Yapılacak işler
A – Aşağıdaki (i), (ii) ve (iii) ifadelerinin TÜBİTAK RUTE metniyle örtüşüp örtüşmediğini belirtin. Her biri için evet ya da hayır deyip kararı belirleyen sözcükleri metinden aynen alıntılayın.
(i) Pantograf denetleme sistemi, karbon şeritlerdeki aşınmaları lazer tabanlı ölçümle tespit ediyor.
(ii) Tren tanıma sistemi, RFID etiketi okunmadığında tren dizisini analiz edemiyor.
(iii) Gayrettepe-Havalimanı metro hattının sinyalizasyon sistemleri yabancı bir firma tarafından geliştirildi.
B – TÜBİTAK RUTE metnini kaldığı yerden sürdürün.

Verilen metin
☆ ☆ ☆ ☆ ☆ ☆ ☆

TÜBİTAK RUTE Enstitü Müdür Yardımcısı Dr. Murat Güler, “RUTE’de yapay zekâ çalışmalarımız, raylı sistem araçlarının ve altyapısının bakımına yönelik geliştirilen ölçüm sistemlerinden elde edilen verilerin anlamlandırılmasına odaklanıyor. Bu kapsamda geliştirdiğimiz yapay zekâ destekli tren tanıma, pantograf denetleme ve fren ölçüm sistemleri, bakım süreçlerini daha akıllı ve öngörülebilir hâle getiriyor. Tren tanıma sistemimiz, vagonları aks mesafesi örüntülerine göre ayırt eden LSTM tabanlı bir modelle çalışıyor; bu sayede RFID etiketi okunmasa bile tren dizisi doğru şekilde analiz edilebiliyor. Bu sistemimiz 2023’te uluslararası bir konsorsiyumdan ödül aldı. Pantograf denetleme sistemimiz, lokomotiflerin karbon şeritlerinde oluşan aşınmaları ve kopmaları lazer tabanlı ölçüm ve makine öğrenmesi ile tespit ediyor. Fren ölçüm sistemimiz ise zorlu çevre koşullarında bile fren pabuçlarını doğru şekilde analiz edebilen derin öğrenme temelli bir yapıya sahip. Klasik görüntü işleme yöntemlerinin yetersiz kaldığı bu alanda, yapay zekâ bize büyük avantaj sağlıyor” dedi.

TÜBİTAK RUTE Enstitü Müdür Yardımcısı Serhat Türk ise şunları söyledi: “Yerli sinyalizasyon sistemleri geliştirme konusunda önemli adımlar attık. Hem ana hatlarda hem de kent içi hatlarda kullanılmak üzere çözümler sunuyoruz. Örneğin, İstanbul Havalimanı’na ulaşımı sağlayacak Gayrettepe-Havalimanı metro hattının sinyalizasyon sistemleri TÜBİTAK RUTE tarafından geliştirildi. Sinyalizasyon alanında artık yalnızca sistem geliştirmekle kalmıyor, test süreçlerinde yapay zekâ destekli otomasyon uygulamaları da geliştiriyoruz. Bu sayede proje takvimlerini kısaltıyor, maliyetleri düşürüyor, sertifikasyon süreçlerini hızlandırıyor ve insan hatasını minimize ediyoruz.”

☆ ☆ ☆ ☆ ☆ ☆ ☆

Veri listesi

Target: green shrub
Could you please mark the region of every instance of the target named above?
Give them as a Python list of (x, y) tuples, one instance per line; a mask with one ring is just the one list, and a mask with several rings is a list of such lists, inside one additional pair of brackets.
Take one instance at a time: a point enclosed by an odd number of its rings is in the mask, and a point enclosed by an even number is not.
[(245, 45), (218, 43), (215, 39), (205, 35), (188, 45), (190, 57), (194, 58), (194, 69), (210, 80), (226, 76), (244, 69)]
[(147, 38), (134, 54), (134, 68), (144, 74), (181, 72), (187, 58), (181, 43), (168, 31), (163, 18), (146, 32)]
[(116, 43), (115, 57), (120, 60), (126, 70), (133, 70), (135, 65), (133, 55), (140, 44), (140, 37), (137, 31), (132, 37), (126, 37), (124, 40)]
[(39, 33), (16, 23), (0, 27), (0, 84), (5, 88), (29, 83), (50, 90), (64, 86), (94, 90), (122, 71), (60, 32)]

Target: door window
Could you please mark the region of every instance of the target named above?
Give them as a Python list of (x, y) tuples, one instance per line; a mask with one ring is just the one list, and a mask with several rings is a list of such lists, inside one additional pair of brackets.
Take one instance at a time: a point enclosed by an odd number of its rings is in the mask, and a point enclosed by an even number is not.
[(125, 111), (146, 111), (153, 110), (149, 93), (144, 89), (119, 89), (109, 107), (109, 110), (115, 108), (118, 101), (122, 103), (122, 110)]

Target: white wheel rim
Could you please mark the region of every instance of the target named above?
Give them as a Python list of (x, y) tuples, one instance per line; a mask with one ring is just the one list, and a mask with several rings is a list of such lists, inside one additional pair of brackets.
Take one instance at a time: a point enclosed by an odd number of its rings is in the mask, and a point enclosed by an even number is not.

☆ ☆ ☆ ☆ ☆ ☆ ☆

Yanıt kümesi
A –
(i) Evet: “lokomotiflerin karbon şeritlerinde oluşan aşınmaları ve kopmaları lazer tabanlı ölçüm ve makine öğrenmesi ile tespit ediyor”
(ii) Hayır: “RFID etiketi okunmasa bile tren dizisi doğru şekilde analiz edilebiliyor”
(iii) Hayır: “Gayrettepe-Havalimanı metro hattının sinyalizasyon sistemleri TÜBİTAK RUTE tarafından geliştirildi”

B –
Günün İklim Krizinden Önce Son Çıkış: Sürdürülebilir Ulaşım Mümkün Mü? başlıklı üçüncü oturumunda ise Gazeteci Güven İslamoğlu, “İklim Krizinin Ulaşım Altyapılarına ve Kent Yaşamına Etkisi”, “Karbon Ayak İzinde Görünmeyen Etken: Günlük Hareketlilik”, “Elektrikli araçların ötesinde: raylı sistemler, aktif ulaşım, toplu taşıma”, “Sürdürülebilirlik kriterlerine bütüncül bakış”, “Toplum Davranışı ve Ulaşım Tercihlerinin Ekolojik Etkisi”, “Sorumluluk Dağılımı: Yerel Yönetimler, Sistemler ve Bireyler” ve “Global Uygulanan çözümlerden örnekler” konularını ele aldı.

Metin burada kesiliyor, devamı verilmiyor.